- _Aim of the task_
Take the line that contains "Every instance of the elbow" as the first line and the last line of the records as the end. Please set down everything in that range exactly.

- _Supplied records_
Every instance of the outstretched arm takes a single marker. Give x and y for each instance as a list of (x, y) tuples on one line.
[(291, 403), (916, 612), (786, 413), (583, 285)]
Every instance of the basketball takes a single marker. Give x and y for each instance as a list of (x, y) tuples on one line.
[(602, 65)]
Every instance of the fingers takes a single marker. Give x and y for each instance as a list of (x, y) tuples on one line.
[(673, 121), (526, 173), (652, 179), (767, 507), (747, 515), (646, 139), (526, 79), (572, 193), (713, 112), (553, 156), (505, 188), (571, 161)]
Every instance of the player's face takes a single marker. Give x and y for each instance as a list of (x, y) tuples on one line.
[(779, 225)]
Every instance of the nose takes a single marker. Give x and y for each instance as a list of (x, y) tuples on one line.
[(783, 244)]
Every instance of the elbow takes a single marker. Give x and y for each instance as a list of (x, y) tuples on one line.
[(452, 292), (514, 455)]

- _Completed task_
Every instance of the elbow takes a single marker. Give x and y for each instance as a list of (x, y) tuples on one line.
[(452, 292), (514, 455)]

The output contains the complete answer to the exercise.